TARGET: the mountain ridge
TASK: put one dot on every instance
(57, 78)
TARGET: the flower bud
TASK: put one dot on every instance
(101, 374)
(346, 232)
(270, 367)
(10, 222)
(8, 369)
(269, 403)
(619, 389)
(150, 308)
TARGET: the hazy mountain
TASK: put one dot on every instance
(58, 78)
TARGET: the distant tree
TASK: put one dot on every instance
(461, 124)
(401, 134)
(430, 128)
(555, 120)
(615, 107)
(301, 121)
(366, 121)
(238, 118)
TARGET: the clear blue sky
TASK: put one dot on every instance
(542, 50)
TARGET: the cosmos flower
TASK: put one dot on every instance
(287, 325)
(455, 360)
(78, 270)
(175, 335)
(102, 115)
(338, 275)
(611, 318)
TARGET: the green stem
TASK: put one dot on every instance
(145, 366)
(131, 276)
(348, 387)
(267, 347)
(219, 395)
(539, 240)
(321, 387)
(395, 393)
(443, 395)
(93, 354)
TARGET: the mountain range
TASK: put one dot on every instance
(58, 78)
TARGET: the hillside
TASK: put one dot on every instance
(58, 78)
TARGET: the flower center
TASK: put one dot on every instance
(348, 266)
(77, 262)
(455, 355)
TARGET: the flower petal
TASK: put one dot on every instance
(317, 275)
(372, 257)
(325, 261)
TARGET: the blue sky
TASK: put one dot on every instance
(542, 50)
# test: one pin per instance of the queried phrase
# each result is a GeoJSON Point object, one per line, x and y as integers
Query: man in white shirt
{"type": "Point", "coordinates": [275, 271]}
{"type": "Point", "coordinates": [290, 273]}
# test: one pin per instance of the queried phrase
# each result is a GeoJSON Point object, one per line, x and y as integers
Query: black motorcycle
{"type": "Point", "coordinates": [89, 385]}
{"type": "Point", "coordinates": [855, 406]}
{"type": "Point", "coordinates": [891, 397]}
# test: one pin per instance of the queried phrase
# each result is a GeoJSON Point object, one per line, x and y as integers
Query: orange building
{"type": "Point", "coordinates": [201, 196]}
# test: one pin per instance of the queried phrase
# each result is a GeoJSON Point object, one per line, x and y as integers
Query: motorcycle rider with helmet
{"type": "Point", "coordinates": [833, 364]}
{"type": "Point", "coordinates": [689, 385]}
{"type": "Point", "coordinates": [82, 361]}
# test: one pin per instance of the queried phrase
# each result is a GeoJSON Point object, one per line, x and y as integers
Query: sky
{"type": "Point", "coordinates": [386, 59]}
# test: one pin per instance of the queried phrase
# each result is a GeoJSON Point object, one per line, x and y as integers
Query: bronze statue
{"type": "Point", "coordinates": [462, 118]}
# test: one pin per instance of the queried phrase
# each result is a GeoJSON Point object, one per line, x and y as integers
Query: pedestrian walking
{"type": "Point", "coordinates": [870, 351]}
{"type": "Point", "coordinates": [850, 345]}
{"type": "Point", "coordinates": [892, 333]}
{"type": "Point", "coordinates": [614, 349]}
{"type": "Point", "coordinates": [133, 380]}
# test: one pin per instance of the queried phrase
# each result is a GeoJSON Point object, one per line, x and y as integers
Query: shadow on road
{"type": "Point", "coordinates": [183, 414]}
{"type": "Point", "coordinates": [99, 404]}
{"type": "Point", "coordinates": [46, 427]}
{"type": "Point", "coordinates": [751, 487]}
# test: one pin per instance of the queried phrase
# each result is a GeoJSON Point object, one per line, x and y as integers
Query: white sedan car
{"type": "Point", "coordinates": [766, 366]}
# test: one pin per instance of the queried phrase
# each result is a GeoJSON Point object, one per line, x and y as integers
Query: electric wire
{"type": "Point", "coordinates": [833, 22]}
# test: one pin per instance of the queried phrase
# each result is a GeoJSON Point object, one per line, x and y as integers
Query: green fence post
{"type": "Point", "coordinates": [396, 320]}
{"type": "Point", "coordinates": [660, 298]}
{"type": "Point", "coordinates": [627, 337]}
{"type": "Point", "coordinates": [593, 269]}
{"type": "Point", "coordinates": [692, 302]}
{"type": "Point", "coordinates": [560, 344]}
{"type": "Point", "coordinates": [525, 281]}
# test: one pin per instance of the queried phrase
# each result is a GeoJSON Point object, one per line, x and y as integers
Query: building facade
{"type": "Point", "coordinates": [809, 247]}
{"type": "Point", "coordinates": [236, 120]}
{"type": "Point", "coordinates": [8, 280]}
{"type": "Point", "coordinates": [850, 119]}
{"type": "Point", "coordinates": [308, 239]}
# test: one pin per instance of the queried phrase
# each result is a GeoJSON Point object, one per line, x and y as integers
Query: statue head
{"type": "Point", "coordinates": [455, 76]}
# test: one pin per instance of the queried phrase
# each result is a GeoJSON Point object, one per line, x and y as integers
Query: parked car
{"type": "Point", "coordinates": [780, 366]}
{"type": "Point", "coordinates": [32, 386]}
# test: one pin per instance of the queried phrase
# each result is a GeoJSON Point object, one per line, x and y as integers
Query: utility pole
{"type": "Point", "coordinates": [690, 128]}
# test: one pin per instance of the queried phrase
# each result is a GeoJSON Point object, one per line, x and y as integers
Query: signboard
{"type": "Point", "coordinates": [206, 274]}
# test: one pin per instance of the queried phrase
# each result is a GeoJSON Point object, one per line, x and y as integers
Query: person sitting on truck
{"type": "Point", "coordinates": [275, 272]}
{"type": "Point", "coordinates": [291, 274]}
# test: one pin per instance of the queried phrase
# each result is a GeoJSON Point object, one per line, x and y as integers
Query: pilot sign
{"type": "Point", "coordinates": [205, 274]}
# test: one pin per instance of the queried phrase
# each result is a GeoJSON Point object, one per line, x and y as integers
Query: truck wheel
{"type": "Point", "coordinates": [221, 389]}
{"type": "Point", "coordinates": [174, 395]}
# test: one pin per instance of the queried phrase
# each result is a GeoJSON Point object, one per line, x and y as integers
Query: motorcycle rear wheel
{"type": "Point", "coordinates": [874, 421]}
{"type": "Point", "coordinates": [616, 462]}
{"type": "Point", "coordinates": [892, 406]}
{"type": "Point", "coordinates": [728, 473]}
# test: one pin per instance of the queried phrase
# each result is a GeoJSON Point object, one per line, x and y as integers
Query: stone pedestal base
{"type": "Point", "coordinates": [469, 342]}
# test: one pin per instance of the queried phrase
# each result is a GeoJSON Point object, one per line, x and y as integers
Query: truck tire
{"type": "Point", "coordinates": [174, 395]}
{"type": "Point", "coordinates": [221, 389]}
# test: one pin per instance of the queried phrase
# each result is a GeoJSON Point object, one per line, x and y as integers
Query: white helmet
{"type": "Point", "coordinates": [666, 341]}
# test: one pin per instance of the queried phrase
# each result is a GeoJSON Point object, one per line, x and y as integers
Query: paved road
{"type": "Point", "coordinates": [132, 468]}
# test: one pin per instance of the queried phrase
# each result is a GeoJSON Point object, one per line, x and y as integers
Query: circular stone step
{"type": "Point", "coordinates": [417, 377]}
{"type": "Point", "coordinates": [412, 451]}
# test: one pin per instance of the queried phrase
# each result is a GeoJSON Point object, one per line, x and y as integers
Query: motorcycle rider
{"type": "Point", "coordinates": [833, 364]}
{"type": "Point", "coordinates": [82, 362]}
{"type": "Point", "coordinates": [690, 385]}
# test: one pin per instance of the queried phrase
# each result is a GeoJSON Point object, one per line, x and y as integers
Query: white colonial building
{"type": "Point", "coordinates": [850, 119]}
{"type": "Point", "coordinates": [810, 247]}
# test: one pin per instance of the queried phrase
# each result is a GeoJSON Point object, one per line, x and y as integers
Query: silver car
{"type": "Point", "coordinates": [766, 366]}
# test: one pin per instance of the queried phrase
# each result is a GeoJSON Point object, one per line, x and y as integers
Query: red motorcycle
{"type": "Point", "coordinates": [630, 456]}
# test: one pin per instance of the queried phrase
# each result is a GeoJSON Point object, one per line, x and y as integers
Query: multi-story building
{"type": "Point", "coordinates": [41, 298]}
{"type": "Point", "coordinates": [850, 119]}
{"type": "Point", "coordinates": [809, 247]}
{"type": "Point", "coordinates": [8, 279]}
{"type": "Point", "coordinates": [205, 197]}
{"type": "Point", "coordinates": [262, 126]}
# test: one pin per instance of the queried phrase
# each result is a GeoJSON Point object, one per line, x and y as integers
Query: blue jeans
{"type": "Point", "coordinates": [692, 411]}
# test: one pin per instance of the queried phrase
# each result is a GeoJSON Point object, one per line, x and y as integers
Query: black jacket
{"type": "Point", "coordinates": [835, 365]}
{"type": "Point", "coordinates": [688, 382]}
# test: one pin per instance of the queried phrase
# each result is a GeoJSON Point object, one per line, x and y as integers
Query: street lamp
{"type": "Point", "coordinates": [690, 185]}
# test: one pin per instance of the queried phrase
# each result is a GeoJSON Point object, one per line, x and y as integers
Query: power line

◇ ◇ ◇ ◇ ◇

Work to be completed: Report every line in the rows above that contains the word "flower". Case counts.

The solution:
TARGET: the flower bud
TARGET: the cosmos flower
TARGET: the flower center
TARGET: the flower petal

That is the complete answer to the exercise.